TEXT SECTION: Begin
Happy men’s health month! If you are beginning to make plans to come to the U.S. and work in the healthcare field, understanding health issues that men in the U.S. deal with is incredibly important.
While gender is at the heart of any conversation related to men’s health, in this blog we will add another layer to the discussion, ethnicity and the cultural background of male groups. We’ll touch on healthcare trends relating to U.S. Black, Latino, White, Asian, and Native American and Alaska Native men.
Native American and Alaska Native Men
Native Americans and Alaska Native people have “higher rates of chronic diseases than other ethnic group in the United States” according to the CDC, the leading public health agency in the United States. This means that, during men’s health month, special attention should be given to Native American and Alaska Native communities as they have a lower life expectancy, are twice as likely to be diagnosed with illnesses like diabetes and have higher incidents of premature death than any other racial and ethnic group in the U.S. This includes the highest percentage of suicide rates and deaths in vehicle crashes.
Contributing factors include poverty, unemployment, isolation, smoking, poor housing, and a lack of adequate sanitation, all of which can be rooted in historical injustices like massacres, genocidal policies, forced relocations, boarding school policies, and epidemics from introduced diseases.
Tackling these health issues can take many forms including federal legislation that addresses things like vaccine education, healthcare reform that makes medical aid available even to those in remote locations, and promoting healthy behaviors that could decrease obesity percentages, which is often linked to cancer.
The health issues that Latinos face include diabetes, high blood pressure, cancer, alcoholic cirrhosis, death from chronic liver disease, and are more likely to die from on-the-job injuries than other workers.
TEXT SECTION: End
GIVEN INFORMATION: Begin
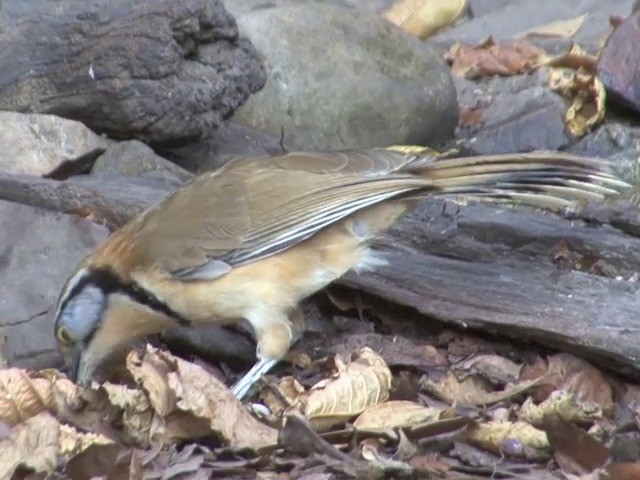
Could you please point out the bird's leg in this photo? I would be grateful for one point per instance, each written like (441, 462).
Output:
(259, 369)
(274, 334)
GIVEN INFORMATION: End
> [WHAT TO DO]
1. Name the historical injustices that the men's health text says contributing factors can be rooted in.
2. Pick up the men's health text right after its final sentence and keep writing.

> [ANSWERS BY ITEM NUMBER]
1. massacres, genocidal policies, forced relocations, boarding school policies, epidemics from introduced diseases

2.
A large contributing factor to the men’s health issues among Latinos is the tendency to put off medical care. Across ethnicities, women are more likely to seek medical care. However, Latino men are much less likely than men in all other gender group to seek the care they need. And if they do seek help, it’s likely to be found in an emergency room as they wait to attend to medical issues until they find themselves in an emergency. Other factors include alcoholism, obesity, poverty, smoking among Puerto Rican and Cuban males, and where Latinos were born as those born outside of the U.S. are healthier overall.
Treating these health issues comes in many forms including educating Latinos to get regular exams, offering medical attention to all, including immigrants, and growing the representation of Latinos and Spanish-speakers in professional healthcare roles. If more medical professionals spoke the primary language of their patients, medical professionals would better understand the issues their patients face, patients would be more trusting of their healthcare provider, and better treatment plans would be created, resulting in healthier outcomes.
Leading causes of death highlight health disparities in the Black community. Black men often suffer from heart & lung disease, cancer, accidents, kidney disease, diabetes, and homicide. Black men are 4 times more likely to die from a stroke than white Americans. They also develop high blood pressure earlier in life and have a 40% higher cancer death rate than white men.
Contributing factors include large rates of high blood pressure, lack of access to quality healthcare, poor air quality, poverty, and racism. Read more about how racism and environmentalism are connected. Essentially, the physiology and biological makeup of all people, regardless of ethnicity, age, and gender make all people vulnerable to the same illnesses and viruses. Yet, the number of Black men facing serious health issues far outweighs the amount of their White male counterparts facing the same issues.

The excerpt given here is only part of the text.